QUESTIONS ON THE MATERIAL »
[1] In the passage, change "accuse" to "denounce" and write out the text starting with "I accuse those in" and going on through "seen the posters.".
[2] Answer these questions from the passage:
(a) What do the websites call people like Zeev Sternhell?
(b) What posters were carried at demonstrations?
(c) How is the right-wing establishment described as acting toward the settlers?
[3] Restate the paragraph of the passage that begins "I accuse those in the Israeli right" in fewer words, keeping its main facts.

PASSAGE PROVIDED »
I accuse those Jews, inside Israel and outside, who run websites that track "dangerous left-wing intellectuals" in Israel. They call people like Zeev Sternhell "anti-Semitic," "self-hating Jews" and "enemies of Israel."

I accuse those in the Israeli right who turn a blind eye and a deaf ear to those among them who say that the law does not apply to them; to the settlers who break Israeli and international law and moral values on a daily basis, who harass Palestinians, beat them and sometimes murder them. The right-wing establishment is forgiving toward them. "Aren't they idealists? Don't they do what they do because of lofty ideals, because of the holiness of the Land of Israel?"

I accuse not only those who performed religious rituals condemning Yitzhak Rabin to death; not only those who carried posters of Rabin clad in SS uniform at demonstrations. I also accuse those who created the atmosphere that allowed for it, continued to speak at the demonstrations, and after Rabin was killed said they hadn't seen the posters.

GIVEN DATA »
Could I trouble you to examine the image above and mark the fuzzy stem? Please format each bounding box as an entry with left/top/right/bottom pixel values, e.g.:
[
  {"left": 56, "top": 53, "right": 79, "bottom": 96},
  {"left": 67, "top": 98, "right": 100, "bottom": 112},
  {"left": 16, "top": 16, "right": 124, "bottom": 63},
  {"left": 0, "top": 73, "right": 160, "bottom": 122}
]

RESULTS OF THE EXERCISE »
[1]
I denounce those in the Israeli right who turn a blind eye and a deaf ear to those among them who say that the law does not apply to them; to the settlers who break Israeli and international law and moral values on a daily basis, who harass Palestinians, beat them and sometimes murder them. The right-wing establishment is forgiving toward them. "Aren't they idealists? Don't they do what they do because of lofty ideals, because of the holiness of the Land of Israel?"

I denounce not only those who performed religious rituals condemning Yitzhak Rabin to death; not only those who carried posters of Rabin clad in SS uniform at demonstrations. I also denounce those who created the atmosphere that allowed for it, continued to speak at the demonstrations, and after Rabin was killed said they hadn't seen the posters.

[2]
(a) They call them "anti-Semitic," "self-hating Jews" and "enemies of Israel."
(b) Posters of Rabin clad in SS uniform.
(c) It is forgiving toward them.

[3] The passage accuses those in the Israeli right who ignore members of their own camp who say the law does not apply to them. These are settlers who break Israeli and international law and moral values daily, and who harass, beat and sometimes murder Palestinians. The right-wing establishment forgives them and calls them idealists acting for the holiness of the Land of Israel.